EXERCISE BRIEF ▸ Every record that follows must be duplicated exactly, with images left out.
+++
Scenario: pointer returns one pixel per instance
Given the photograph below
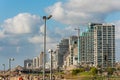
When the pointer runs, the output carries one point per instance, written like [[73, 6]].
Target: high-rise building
[[41, 59], [97, 45], [62, 49], [104, 44], [36, 62]]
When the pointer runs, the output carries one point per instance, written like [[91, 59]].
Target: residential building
[[28, 63]]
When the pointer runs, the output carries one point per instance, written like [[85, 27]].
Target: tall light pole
[[4, 67], [50, 51], [78, 29], [10, 59], [45, 19]]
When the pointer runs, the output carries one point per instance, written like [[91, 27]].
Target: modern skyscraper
[[62, 49], [28, 63], [98, 45]]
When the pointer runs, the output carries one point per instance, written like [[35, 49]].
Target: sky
[[22, 26]]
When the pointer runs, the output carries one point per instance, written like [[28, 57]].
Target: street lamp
[[4, 67], [45, 19], [78, 29], [10, 59], [50, 51]]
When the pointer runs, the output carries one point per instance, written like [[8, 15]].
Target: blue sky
[[21, 24]]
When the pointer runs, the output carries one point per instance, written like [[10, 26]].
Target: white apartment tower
[[103, 37]]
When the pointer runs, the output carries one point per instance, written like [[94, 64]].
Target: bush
[[93, 71], [76, 71], [110, 71]]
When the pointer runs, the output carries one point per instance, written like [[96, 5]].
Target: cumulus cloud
[[80, 12], [117, 29], [39, 39], [22, 23]]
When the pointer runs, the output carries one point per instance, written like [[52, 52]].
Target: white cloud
[[117, 29], [22, 23], [79, 12]]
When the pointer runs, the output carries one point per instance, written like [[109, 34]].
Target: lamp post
[[50, 51], [4, 67], [78, 29], [10, 59], [45, 19]]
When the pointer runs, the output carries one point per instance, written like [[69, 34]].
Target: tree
[[93, 71], [110, 70]]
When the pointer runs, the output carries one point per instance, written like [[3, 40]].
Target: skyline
[[21, 24]]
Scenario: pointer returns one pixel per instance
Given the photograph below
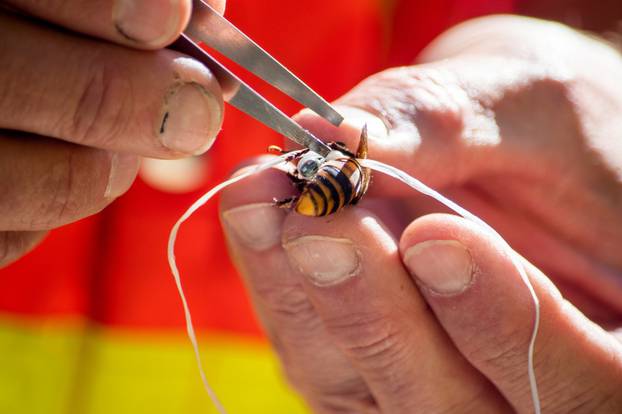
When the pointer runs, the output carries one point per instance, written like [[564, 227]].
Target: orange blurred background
[[90, 322]]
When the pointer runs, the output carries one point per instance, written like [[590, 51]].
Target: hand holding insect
[[371, 311]]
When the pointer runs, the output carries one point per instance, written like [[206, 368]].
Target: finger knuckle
[[74, 188], [104, 107], [370, 338], [288, 302], [421, 99], [504, 353]]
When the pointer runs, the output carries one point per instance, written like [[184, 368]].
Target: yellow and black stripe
[[338, 183]]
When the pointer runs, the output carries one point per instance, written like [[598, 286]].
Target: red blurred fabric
[[112, 267]]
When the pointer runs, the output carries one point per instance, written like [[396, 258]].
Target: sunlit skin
[[518, 121], [72, 135]]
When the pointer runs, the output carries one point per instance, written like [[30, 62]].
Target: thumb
[[476, 293]]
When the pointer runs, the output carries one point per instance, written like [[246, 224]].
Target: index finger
[[144, 24]]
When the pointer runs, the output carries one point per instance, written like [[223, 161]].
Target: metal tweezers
[[210, 28]]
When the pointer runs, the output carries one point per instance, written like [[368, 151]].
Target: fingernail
[[191, 119], [150, 22], [323, 260], [257, 226], [123, 169], [356, 117], [443, 266]]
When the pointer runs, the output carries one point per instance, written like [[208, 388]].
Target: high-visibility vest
[[90, 322]]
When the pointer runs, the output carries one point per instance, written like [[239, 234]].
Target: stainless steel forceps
[[208, 27]]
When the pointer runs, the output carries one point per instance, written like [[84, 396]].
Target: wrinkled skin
[[388, 308], [77, 113]]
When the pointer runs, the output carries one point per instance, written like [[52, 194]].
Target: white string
[[424, 189], [173, 264]]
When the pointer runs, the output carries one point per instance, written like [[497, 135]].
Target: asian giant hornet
[[327, 185]]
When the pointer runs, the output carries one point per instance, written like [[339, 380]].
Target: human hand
+++
WORKED SOLUTION ▸
Scenario: pointer returns one pixel per instance
Given the photograph below
When the pointer runs, the output carries one point per instance, written like [[73, 6]].
Target: high-rise building
[[41, 59], [97, 45], [62, 49], [104, 44], [36, 62]]
When the pointer runs, the output carries one point per instance, written like [[91, 59]].
Target: residential building
[[28, 63]]
When the pointer runs, the output carries one point per instance, written like [[85, 27]].
Target: tall light pole
[[4, 67], [50, 51], [78, 29], [10, 59], [45, 19]]
When the pointer runs, the output carries one point per instance, written like [[91, 27]].
Target: modern skyscraper
[[62, 49], [28, 63], [98, 45]]
When the pointer runs, the output carries one point per instance, written like [[35, 49]].
Target: sky
[[22, 26]]
When the pointer runs, the output carries one point per instance, written like [[28, 57]].
Target: street lamp
[[4, 67], [45, 19], [78, 29], [10, 59], [50, 51]]
When the pointer runs, the output carries one point per instance, written like [[8, 15]].
Target: blue sky
[[21, 24]]
When the pointer runs, the output carries one point per instance, written like [[10, 26]].
Target: white apartment tower
[[103, 37]]
When the pointer runs, the output carries one point per instance, written like [[94, 64]].
Target: bush
[[93, 71], [76, 71], [110, 71]]
When the pointer runs, the output carries one point per instance, written like [[96, 5]].
Target: cumulus cloud
[[80, 12], [117, 29], [39, 39], [22, 23]]
When the pointer runs, the output carries one point per instance, written like [[52, 52]].
Target: white cloud
[[117, 29], [22, 23], [79, 12]]
When the pointer runs, the output carries one point per instance, written like [[109, 34]].
Target: lamp post
[[50, 51], [4, 67], [78, 29], [10, 59], [45, 19]]
When the pointer runs, the output carries one point per instance, written like [[69, 34]].
Target: tree
[[93, 71], [110, 70]]
When the pointer runs, the output carries one point per instance, written like [[3, 40]].
Target: skyline
[[21, 24]]
Scenario: pointer returns one pixel per instance
Given the photograph below
When the pointer runs, the output carries one point per instance, written like [[564, 227]].
Target: orange blurred background
[[90, 322]]
When the pointer runs, the output carries one point per instance, written like [[590, 51]].
Target: hand holding insect
[[371, 311]]
When the pointer runs, the output carries one point per instance, written like [[206, 368]].
Target: finger knuckle
[[74, 188], [104, 107], [370, 338], [288, 302], [421, 99], [504, 353]]
When the pointer runs, the output carries one point per instance, written like [[184, 368]].
Target: yellow and black stripe
[[338, 183]]
When the pointer runs, the output carries one point per instance, written like [[598, 286]].
Target: red blurred fabric
[[112, 267]]
When the pointer runs, the output carries one point per instance, written like [[396, 258]].
Target: sunlit skin
[[518, 121], [72, 135]]
When the pointer runs, the output carries one point per instance, written like [[30, 62]].
Target: thumb
[[476, 293]]
When the pointer runs, the output carries one point per instance, written like [[246, 224]].
Target: index finger
[[144, 24]]
When the pointer runs, the output carries one point per instance, written like [[223, 161]].
Target: metal tweezers
[[210, 28]]
When the pointer runs, the output carries one point per instance, written like [[368, 151]].
Target: fingernail
[[191, 119], [150, 22], [323, 260], [257, 226], [123, 169], [356, 117], [443, 266]]
When the pointer runs, the output carries one point per instance, written like [[208, 388]].
Target: high-visibility vest
[[90, 322]]
When the pointer runs, the output carries one point per instance, written like [[239, 234]].
Target: stainless steel forceps
[[208, 27]]
When the pointer runs, the output carries one point per instance, written like [[84, 396]].
Target: wrinkled skin
[[388, 308], [77, 113]]
When the pointer runs, the output carries one point per instance, written like [[52, 194]].
Target: white string
[[424, 189], [173, 264]]
When the pointer runs, the output carries one point per instance, written like [[497, 135]].
Target: asian giant hornet
[[327, 185]]
When the pointer runs, the output carries one point per instance, written like [[339, 380]].
Target: human hand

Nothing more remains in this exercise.